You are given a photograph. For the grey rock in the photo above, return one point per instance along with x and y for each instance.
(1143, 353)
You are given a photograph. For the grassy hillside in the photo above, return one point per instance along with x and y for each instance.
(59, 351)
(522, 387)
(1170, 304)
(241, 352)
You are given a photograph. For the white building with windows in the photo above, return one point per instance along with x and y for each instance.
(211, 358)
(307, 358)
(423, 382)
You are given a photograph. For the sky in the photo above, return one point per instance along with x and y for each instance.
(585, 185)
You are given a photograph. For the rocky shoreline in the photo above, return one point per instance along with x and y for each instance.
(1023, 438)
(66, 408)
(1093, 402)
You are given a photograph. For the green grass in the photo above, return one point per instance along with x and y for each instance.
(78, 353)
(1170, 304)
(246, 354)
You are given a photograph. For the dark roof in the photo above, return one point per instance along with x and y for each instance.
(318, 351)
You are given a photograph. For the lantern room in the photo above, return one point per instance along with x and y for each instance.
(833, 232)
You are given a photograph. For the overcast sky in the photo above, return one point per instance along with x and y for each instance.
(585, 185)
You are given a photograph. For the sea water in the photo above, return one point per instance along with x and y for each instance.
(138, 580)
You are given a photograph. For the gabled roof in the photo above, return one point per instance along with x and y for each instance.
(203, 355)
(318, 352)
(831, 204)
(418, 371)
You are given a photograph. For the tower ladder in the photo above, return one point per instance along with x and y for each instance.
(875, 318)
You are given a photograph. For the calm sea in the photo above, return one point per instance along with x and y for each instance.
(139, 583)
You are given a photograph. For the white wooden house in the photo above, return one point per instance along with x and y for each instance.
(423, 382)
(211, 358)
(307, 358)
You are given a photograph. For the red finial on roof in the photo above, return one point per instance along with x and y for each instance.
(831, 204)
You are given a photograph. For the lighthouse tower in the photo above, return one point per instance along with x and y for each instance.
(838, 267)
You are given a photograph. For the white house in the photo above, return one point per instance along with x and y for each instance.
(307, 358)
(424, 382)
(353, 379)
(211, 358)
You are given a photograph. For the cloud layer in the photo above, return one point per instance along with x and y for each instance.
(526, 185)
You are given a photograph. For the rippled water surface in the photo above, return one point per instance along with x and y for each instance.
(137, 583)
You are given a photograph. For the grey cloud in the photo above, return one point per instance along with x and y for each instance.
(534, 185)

···

Each entry above is to be quoted exactly.

RESPONSE TO THE TASK -
You are given a photograph. For the grey rock in the photo above, return one point per instance along with x and y for each instance.
(1143, 353)
You are given a photograph. For the grassy hillside in the photo above, return one point per instance along with x and y for each instance.
(59, 351)
(522, 387)
(1170, 304)
(241, 352)
You are given a photograph. For the white building with windows in the photo above, return one point per instance along with x and y for each instance.
(211, 358)
(307, 358)
(423, 382)
You are given a photograph. For the sky in the photo above, return one point per instance along with x and y for each instance.
(585, 185)
You are given a photograph. For the rocky shoreline in the photo above, return one point per instance along with x and y for each instance.
(1023, 438)
(66, 408)
(1093, 402)
You are given a photograph. For the green grass in the photo above, return one point per instance along with x and y for each instance.
(78, 353)
(1170, 304)
(246, 354)
You are given a photograph. For the dark roof in the photo above, return one point per instance along with x and y for each instance.
(318, 351)
You are given a photograph. For the lantern room in the photo above, return one point per instance along with x and y for each instance.
(833, 232)
You are given a photograph. For the overcast sky in the photo above, return one point per instance along with x and y for each instance.
(585, 185)
You are given a photograph. For the sea water in the photo above, return one point per instance along with x and y for each instance.
(138, 580)
You are given a photograph. For the gabled roof in the photo above, return one point per instance along with x and y for each instance.
(203, 355)
(318, 352)
(831, 204)
(418, 371)
You are given a photograph. For the tower ladder in the photo above, return one point per instance along with x and y for each instance.
(875, 318)
You are given a photograph. For the calm sea in the photo above, return one point per instance along with x and y for each instance.
(139, 583)
You are given a photograph. For the white wooden house in the photo above, return one point per instance along with x and y for each instance.
(423, 382)
(211, 358)
(307, 358)
You are given a photograph. For the red finial on roof in the photo above, return one point per instance along with x and y for each instance.
(831, 204)
You are given a photograph. For the lighthouse tower in the photo above, return one point per instance along with x and y for each instance.
(838, 267)
You are given a photograph. For the white house in the photo above, return one point per instance along with x and y for each instance.
(307, 358)
(424, 382)
(353, 379)
(211, 358)
You are given a photograph. For the cloud layer in the photo above, return one point per instance along with x and y for each instance.
(526, 185)
You are given a photograph. For the rippled water surface in the photo above, return one point per instance along with x and y for each instance.
(137, 583)
You are given a photograph. For the grey cloud in the photo above, return one point per instance along with x and y for each instance.
(534, 185)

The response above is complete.